EXCERPTED PASSAGE
········
Once more members of the Deanery gathered at High Leigh, greeting familiar faces and learning to know new ones.  Our theme was The Beauty of Holiness.  It was appropriate then that at the centre of our programme were Saturday's Vigil and the Liturgy on Sunday.  This year we had the joy of the presence of not only Archbishop Job but also Bishop John, who together concelebrated with 14 priests, a protodeacon and three deacons.  During the Liturgy the Archbishop ordained two candidates, firstly as acolytes then as Readers; one then went on to be ordained Subdeacon.

Our first session was led by Karin Greenhead who raised questions on our theme. Is beauty in itself holy?  Is all that is holy beautiful?  What of virtuous Job on his dung hill with his sores, who was not a pretty sight?  King David and Judith were not virtuous, one an adulterous murderer and the other a liar.  So what is God's attitude to beauty and holiness? 
Comments and questions were collected from the floor and we split into groups to consider those which struck us most.  These discussions continued at a further session the next day.

On Saturday morning we began by singing a Panikhida for Metropolitan Anthony and other departed members of the Deanery.  Our first talk was by Canon Hugh Wybrew, an Anglican with long and close links with Orthodoxy.  He showed how the Last Supper was the last of a series of shared meals, this time an anticipation of Christ's death in an act of prophetic symbolism looking to a new and greater Exodus.  The Eucharist continued as a shared meal at least until the problems at Corinth and continued to be in a domestic setting.  Justin Martyr describes the Eucharist and shows that it was vital that all Christians should communicate; if they could not be present communion was taken to them at home.  After Christianity became the official religion changes began. Church buildings were no longer patterned on domestic buildings but on the basilica and the bishop sat where the magistrate sat and adopted the magistrate's pomp.  Lay communicants became fewer because of what Cyril of Jerusalem called 'spiritual risks'.  Sotto voce celebration spread, despite the emperor Justinian forbidding it.  Symbolic interpretations, based on the life of Christ, began to be taught, which often ignored communion.  What has happened to the Liturgy raises questions which go to the heart of mission and what we want to be.  How can the Christian faith be presented to people?  How can the Liturgy be celebrated to demonstrate its nature as a common meal and an anticipation of the heavenly banquet?
········
ENTRIES
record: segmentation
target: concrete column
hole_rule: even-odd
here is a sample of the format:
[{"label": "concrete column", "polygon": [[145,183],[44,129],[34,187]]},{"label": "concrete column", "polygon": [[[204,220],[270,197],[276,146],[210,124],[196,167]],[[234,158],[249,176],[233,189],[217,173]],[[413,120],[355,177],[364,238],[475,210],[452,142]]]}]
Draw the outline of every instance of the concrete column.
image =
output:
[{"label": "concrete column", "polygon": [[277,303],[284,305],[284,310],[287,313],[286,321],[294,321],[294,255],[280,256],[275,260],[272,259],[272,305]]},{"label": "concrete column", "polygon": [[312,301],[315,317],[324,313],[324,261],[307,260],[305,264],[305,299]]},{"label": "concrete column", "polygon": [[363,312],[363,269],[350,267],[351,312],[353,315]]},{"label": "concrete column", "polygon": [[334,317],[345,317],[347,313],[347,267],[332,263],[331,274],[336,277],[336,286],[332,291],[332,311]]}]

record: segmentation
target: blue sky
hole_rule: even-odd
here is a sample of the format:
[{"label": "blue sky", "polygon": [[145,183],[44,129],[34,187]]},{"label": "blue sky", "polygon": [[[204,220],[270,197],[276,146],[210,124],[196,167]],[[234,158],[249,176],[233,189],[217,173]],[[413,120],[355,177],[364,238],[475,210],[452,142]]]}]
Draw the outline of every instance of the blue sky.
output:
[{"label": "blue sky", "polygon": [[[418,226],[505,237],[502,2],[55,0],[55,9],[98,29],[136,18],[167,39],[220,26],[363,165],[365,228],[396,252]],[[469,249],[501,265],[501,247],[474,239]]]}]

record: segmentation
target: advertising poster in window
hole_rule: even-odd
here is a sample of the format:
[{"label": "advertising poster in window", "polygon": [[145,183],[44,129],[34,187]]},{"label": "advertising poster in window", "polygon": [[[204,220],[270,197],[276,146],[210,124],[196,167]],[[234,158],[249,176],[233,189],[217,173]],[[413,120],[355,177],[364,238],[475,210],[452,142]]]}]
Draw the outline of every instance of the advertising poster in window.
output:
········
EXERCISES TO COMPLETE
1 - Gather every line in the entries that contains the string "advertising".
2 - Write the next few sentences of the account of the Deanery gathering at High Leigh, picking up after its final sentence.
The account of the Deanery gathering at High Leigh and the entries were taken from separate sources.

RESULTS BY TASK
1 -
target: advertising poster in window
[{"label": "advertising poster in window", "polygon": [[145,183],[44,129],[34,187]]},{"label": "advertising poster in window", "polygon": [[[204,220],[270,197],[276,146],[210,124],[196,167]],[[234,158],[249,176],[233,189],[217,173]],[[413,120],[355,177],[364,238],[475,210],[452,142]]]}]
Draw the outline of every instance of the advertising poster in window.

2 -
Father Ivan Moody spoke on the Idea of Beauty in Liturgical Music.  Beginning with Dionysus the Areopagite's dictum that 'divine Beauty is transmitted to all that exists' he passed from the Finnish revival in icon painting to new church music.  He pointed out that it is the Church's acceptance that makes an icon an icon, not its artistic merit . The same could be said of church music.  Reform needs spiritual care and we should remember that it is part of the same process which produced what we wish to reform.  He concluded by saying 'Our idea of beauty is often just that – our idea.'
In discussion Bishop John asked 'Where is creativity in Orthodoxy today?'   People are afraid.  Fr Ivan spoke of respecting tradition but letting it work/speak through us.  Rachmaninov is an example and a model.

Archbishop Job spoke on Sunday morning.  He was introduced to us a one of the few bishops who are theologians and he demonstrated that he is indeed a theologian.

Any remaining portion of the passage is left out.